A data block
┄┄┄┄┄┄

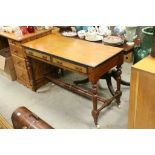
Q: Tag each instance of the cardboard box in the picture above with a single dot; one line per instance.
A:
(6, 64)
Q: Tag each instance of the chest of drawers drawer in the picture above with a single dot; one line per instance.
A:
(16, 50)
(69, 65)
(19, 62)
(37, 54)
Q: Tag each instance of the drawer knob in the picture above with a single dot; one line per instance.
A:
(78, 68)
(44, 57)
(59, 62)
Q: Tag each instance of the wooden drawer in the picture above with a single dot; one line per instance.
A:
(69, 65)
(22, 75)
(37, 54)
(19, 62)
(16, 50)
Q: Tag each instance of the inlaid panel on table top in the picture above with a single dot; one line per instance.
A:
(20, 38)
(79, 51)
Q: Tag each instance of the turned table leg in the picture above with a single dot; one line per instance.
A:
(95, 112)
(118, 80)
(30, 72)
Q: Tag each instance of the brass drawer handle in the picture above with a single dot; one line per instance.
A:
(78, 68)
(15, 51)
(44, 57)
(30, 53)
(59, 63)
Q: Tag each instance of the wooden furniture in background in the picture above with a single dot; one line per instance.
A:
(142, 94)
(19, 58)
(79, 56)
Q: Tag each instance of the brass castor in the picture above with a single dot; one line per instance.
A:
(98, 126)
(119, 106)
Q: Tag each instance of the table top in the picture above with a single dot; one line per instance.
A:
(79, 51)
(147, 64)
(23, 37)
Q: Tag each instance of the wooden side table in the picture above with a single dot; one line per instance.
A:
(142, 94)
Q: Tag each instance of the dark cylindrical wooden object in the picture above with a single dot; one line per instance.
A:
(23, 118)
(153, 47)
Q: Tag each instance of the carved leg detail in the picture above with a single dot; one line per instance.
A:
(118, 80)
(110, 86)
(30, 72)
(95, 112)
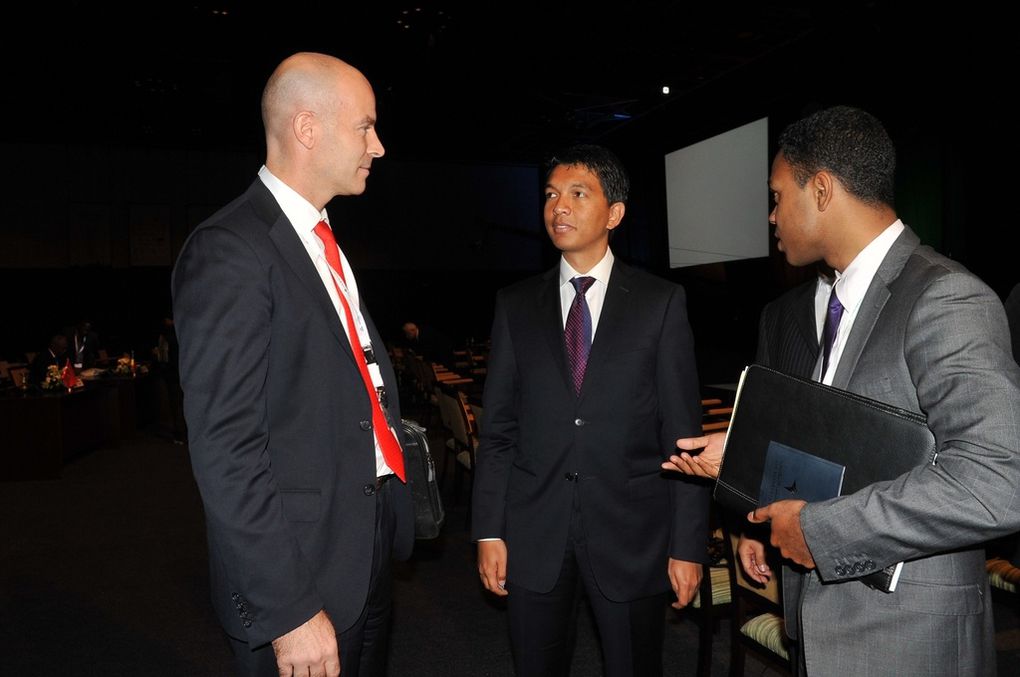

┄┄┄┄┄┄

Can you format every line of the listing above as a numbered list, skipping blank lines and leaving the pictures out?

1. Q: Tag each instance of the cardboard box in the picture above with a single dot; one line per instance.
2. A:
3. (6, 64)
4. Q: Tag each instance of the chest of drawers drawer in the picture above with a single dot; one line per instance.
5. A:
6. (16, 50)
7. (69, 65)
8. (19, 62)
9. (37, 54)
10. Q: Tag each instance of the drawer knob in the picture above with a single dot; one line per instance.
11. A:
12. (78, 68)
13. (44, 57)
14. (59, 62)
15. Q: Tag each instance of the wooden drawer in the picture above with a single dot; one line per instance.
16. A:
17. (69, 65)
18. (22, 75)
19. (37, 54)
20. (19, 62)
21. (16, 50)
22. Q: Tag each instance of the inlaid panel on table top in the picture above with a single dot; one line per instance.
23. A:
24. (20, 38)
25. (79, 51)
26. Q: Tag each instance of the turned table leg in the picture above with a single dot; one line per instance.
27. A:
28. (95, 112)
29. (118, 80)
30. (30, 72)
31. Q: Tag each instance of the brass drawer handle in the picture above with a single dot; one line per instance.
32. A:
33. (78, 68)
34. (15, 51)
35. (44, 57)
36. (30, 53)
37. (59, 63)
38. Q: Tag each instance of the wooden furniture in background in the picture above with a single dot; one line per instance.
39. A:
40. (142, 94)
41. (19, 58)
42. (79, 56)
43. Q: Tag each instance of the brass castor in the picture above with a single dot; one line per instance.
44. A:
45. (98, 126)
46. (119, 106)
47. Q: Tag each instance of the table top in the picture above with a single dot; one line per instance.
48. A:
49. (79, 51)
50. (147, 64)
51. (23, 37)
52. Q: Tag each instance of the wooden side table in the picture above with a single dot; one line per instance.
53. A:
54. (142, 94)
55. Q: Tag each instance of the dark cylindrical wooden object in the picture above with a single dot; one line per instance.
56. A:
57. (23, 118)
58. (153, 47)
59. Q: Tag each instance of the carved leg detail in the picture above with a single dot; one line per instance.
60. A:
61. (118, 80)
62. (110, 86)
63. (30, 72)
64. (95, 112)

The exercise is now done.